### Your objective
Taking the line that contains "of the wooden" as the starting point, give again exactly every line up to and including the last line of the records below.

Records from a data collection
★ ★ ★ ★
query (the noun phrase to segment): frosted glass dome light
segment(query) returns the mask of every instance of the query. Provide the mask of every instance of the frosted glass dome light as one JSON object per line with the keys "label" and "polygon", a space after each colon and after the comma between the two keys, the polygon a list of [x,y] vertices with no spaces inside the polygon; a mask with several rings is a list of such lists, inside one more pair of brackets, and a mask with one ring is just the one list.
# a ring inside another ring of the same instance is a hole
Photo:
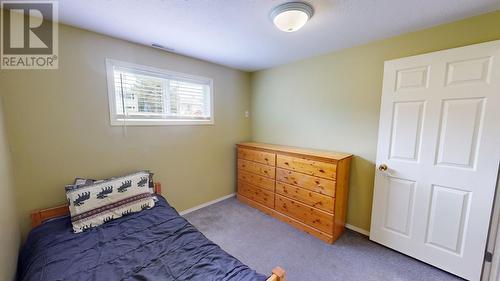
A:
{"label": "frosted glass dome light", "polygon": [[274,25],[284,32],[294,32],[302,28],[314,13],[313,7],[304,2],[288,2],[273,9],[271,18]]}

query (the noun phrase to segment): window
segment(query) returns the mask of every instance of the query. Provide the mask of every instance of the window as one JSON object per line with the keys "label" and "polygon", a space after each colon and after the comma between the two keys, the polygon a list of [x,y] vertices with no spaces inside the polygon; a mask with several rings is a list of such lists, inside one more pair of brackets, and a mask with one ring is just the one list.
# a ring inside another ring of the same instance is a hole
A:
{"label": "window", "polygon": [[111,125],[213,124],[212,79],[106,60]]}

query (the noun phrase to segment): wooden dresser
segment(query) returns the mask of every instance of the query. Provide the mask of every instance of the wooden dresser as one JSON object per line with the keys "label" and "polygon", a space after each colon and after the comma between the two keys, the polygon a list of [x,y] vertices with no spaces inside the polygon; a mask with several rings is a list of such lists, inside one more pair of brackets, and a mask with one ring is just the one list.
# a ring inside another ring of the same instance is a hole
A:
★ ★ ★ ★
### Reply
segment(query) returns the mask of every instance of the query. Provide the mask of every instance of the wooden dresser as one JSON object per line with the keys "label" and "polygon", a space after each colon and after the comma between the two keys, the polygon a list of [x,y] vertices with no spaces inside the polygon; a mask with several rings is a list of such lists, inside one more pair of brackets, and a mask with one ring is just the one list.
# a ring inside another ring of the same instance is a hole
A:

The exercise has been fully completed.